BIDEN PROMISES TO HELP EUROPE WITH US LNG GAS SHIPMENTS

While there are no short-term solutions in sight to the current high energy prices and looming shortages, especially in Europe, President Biden has announced a plan to step up US shipments of liquified natural gas (LNG) to Europe, as a partial substitute to imports of Russian natural gas, which currently provide 40% of the continent’s supply. However, in addition to stepping up US production, the plan will require the creation of a substantial new energy infrastructure in Europe to handle and distribute the American LNG.

Despite those problems, German Economy Minister Robert Habeck has announced an ambitious plan to end its Russian imports of oil and coal by the end of this year, and to halt most of Germany’s natural gas imports from Russia by the middle of 2024.

GERMANY SHIFTS ITS GREEN ENERGY POLICIES

The announcement was a major shift in energy policy for Habeck, who is also Germany’s vice chancellor, as well as for his Green Party. Habeck has also been holding discussions with officials in Norway and Qatar in a bid to diversify the sources of Germany’s fossil fuel, which, despite a major German effort to expand its renewable energy sources, still supply the bulk of the country’s energy needs.

Germany was scheduled to shut down the last three of its operational nuclear power plants — which supplied 12% of Germany’s electricity last year — by the end of 2022, but given the country’s new commitment to phasing out energy from Russia, it is possible that even Habeck’s Green Party might permit them to continue operating until other replacement energy sources come online.

**Data**
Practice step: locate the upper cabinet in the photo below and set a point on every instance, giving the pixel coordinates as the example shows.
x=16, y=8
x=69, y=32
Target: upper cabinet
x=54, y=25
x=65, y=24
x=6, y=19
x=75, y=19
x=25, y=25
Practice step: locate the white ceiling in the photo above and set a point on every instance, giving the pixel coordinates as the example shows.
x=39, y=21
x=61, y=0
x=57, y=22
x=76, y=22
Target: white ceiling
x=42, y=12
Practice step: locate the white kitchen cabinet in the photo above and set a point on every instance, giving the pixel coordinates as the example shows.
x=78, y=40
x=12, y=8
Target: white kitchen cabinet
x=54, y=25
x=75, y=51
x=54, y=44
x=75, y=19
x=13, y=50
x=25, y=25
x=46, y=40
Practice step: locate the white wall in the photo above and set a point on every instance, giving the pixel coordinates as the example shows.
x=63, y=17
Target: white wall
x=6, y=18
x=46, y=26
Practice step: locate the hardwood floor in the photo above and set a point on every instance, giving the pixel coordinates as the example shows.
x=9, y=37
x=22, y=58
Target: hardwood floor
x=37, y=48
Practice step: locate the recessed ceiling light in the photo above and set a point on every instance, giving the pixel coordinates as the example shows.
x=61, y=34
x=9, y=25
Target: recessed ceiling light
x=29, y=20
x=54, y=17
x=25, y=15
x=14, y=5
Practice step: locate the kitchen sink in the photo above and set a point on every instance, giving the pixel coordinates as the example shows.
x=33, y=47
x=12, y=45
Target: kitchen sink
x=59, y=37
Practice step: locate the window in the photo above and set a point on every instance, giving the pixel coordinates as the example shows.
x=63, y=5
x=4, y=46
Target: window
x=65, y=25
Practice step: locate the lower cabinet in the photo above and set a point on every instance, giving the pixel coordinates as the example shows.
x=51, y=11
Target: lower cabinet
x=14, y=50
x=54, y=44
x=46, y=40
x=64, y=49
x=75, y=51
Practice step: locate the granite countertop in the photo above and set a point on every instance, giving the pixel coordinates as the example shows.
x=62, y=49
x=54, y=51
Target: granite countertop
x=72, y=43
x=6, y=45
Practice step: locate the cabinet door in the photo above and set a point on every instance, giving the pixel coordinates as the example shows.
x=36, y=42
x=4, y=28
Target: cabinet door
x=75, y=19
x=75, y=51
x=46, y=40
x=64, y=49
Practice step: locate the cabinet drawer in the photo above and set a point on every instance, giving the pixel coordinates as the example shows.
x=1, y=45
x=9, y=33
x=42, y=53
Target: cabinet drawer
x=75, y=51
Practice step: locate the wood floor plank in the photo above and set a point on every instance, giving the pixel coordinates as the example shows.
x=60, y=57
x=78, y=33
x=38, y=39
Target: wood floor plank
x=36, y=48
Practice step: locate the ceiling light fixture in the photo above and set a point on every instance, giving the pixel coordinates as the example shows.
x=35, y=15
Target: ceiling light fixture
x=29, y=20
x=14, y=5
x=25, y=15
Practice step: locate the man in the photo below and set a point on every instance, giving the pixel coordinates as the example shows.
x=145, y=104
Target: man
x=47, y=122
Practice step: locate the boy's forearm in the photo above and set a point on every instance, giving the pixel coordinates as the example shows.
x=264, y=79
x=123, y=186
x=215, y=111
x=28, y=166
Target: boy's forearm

**Brief 1**
In the energy article, what share of Germany's electricity did its last three operational nuclear power plants supply last year?
**Brief 2**
Extend the energy article past its last paragraph.
The listing plays no part in what comes next.

**Expected output 1**
12%

**Expected output 2**
Germany currently relies on Russia for around half of its gas and coal and about a third of its oil. However, since the war in Ukraine, Germany has halted its efforts to open Nordstream II, a major new undersea Russian natural gas pipeline. That project would have bypassed two current Russian natural gas pipelines feeding Europe, which run through Ukraine.

With the US commitment to provide additional LNG, combined with the setting of a cutoff date for deliveries of Russian oil and coal, the German economy minister declared that “the first important milestones have been reached in order to free ourselves from the grip of Russian imports.”

“[German] companies are letting their contracts with Russian suppliers expire, they’re not extending them and are switching to other suppliers,” Habeck said, “and at an insane pace.”

In addition to the LNG from the United States, Habeck says that Germany will embark on a crash program to expand its current sources of renewable energy, reduce the country’s energy demands, diversify its energy suppliers, and ramp up production of clean hydrogen fuel.

According to a progress report released by Habeck’s ministry, Germany is now negotiating to rent three floating LNG storage and regasification units to be docked off the German North Sea and Baltic Sea coasts as soon as the end of this year. Germany is also working with Poland to bring in large shipments of oil, via truck and rail, that will arrive through the seaport of Danzig.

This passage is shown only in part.